Written task —
Put every line of the records below into a JSON list of strings, one string per line, and leave out any blank lines.

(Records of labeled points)

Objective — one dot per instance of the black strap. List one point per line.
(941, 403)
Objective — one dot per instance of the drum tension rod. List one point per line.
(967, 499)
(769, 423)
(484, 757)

Exercise output —
[
  "Objective — one dot per instance of the black strap. List one point per line.",
  "(941, 403)",
  "Objective — one dot per instance of the drum tension rod. List one point per line.",
  "(967, 499)",
  "(769, 423)",
  "(484, 757)"
]